--- START OF Record excerpts ---

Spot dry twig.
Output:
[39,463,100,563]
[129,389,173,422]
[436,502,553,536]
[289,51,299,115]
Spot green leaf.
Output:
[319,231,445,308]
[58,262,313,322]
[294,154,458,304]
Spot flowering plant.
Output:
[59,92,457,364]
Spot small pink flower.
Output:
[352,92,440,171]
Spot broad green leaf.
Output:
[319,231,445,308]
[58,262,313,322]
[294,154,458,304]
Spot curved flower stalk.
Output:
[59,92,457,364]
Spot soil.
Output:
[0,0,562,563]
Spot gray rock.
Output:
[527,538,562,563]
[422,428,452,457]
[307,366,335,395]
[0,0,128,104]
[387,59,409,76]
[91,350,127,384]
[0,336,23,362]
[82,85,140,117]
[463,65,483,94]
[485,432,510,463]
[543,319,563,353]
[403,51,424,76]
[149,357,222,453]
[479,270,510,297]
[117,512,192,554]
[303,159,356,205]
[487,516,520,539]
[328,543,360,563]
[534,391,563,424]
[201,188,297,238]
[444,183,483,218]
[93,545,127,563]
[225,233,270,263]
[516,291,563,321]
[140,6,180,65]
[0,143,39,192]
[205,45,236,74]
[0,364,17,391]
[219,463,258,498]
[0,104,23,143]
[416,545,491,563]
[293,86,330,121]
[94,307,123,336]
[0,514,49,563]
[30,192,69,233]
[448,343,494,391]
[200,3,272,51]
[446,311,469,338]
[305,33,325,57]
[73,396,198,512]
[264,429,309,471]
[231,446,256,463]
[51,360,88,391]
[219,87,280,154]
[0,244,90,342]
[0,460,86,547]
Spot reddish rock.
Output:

--- END OF Record excerpts ---
--- START OF Record excerpts ---

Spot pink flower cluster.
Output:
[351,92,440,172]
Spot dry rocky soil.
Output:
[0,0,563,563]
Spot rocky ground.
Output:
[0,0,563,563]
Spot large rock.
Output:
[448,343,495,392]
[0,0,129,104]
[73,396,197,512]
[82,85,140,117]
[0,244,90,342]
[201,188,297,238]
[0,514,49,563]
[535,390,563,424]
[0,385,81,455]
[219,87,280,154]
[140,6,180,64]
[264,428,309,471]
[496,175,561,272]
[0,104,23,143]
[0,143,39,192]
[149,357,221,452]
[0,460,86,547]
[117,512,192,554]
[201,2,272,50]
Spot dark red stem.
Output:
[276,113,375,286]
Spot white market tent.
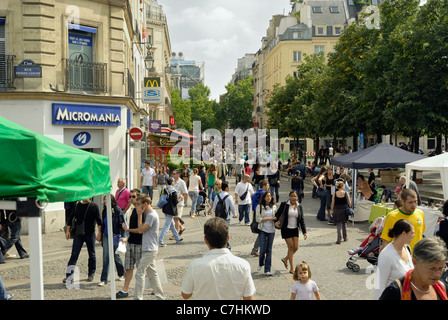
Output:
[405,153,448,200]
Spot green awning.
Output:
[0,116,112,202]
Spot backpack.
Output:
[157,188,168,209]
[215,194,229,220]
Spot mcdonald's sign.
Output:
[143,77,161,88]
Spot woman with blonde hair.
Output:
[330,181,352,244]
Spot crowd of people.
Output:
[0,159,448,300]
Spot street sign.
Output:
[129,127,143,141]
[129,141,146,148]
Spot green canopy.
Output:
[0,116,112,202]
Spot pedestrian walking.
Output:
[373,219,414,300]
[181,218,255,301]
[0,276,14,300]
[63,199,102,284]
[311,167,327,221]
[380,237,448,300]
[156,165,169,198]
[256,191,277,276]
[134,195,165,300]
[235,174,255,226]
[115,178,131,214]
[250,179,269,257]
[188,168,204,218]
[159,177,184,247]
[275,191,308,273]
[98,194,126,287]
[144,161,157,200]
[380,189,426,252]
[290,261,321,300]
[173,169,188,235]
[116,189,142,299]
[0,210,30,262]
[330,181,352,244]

--- END OF Record excerpts ---
--- START OF Record excerpts ---

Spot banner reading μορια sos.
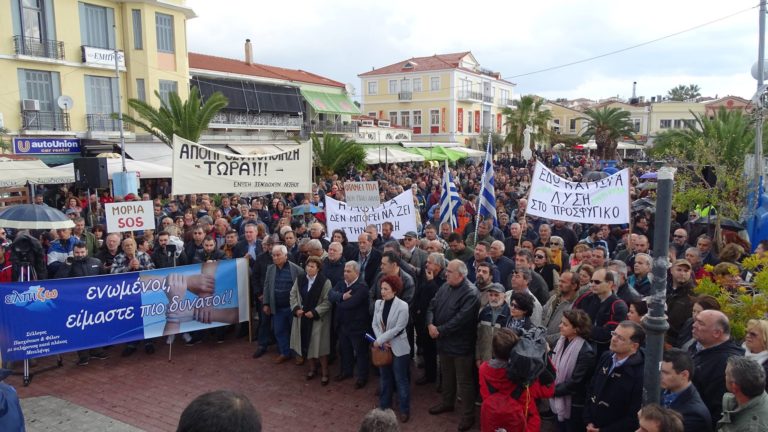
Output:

--- END OF Record excerpts ---

Task objective - Collect each line in the items above that has the word "green" in it, and copy those lines out in order.

Exercise output -
Spot green leaf.
Spot broad green leaf.
Spot green awning.
Spot green canopy.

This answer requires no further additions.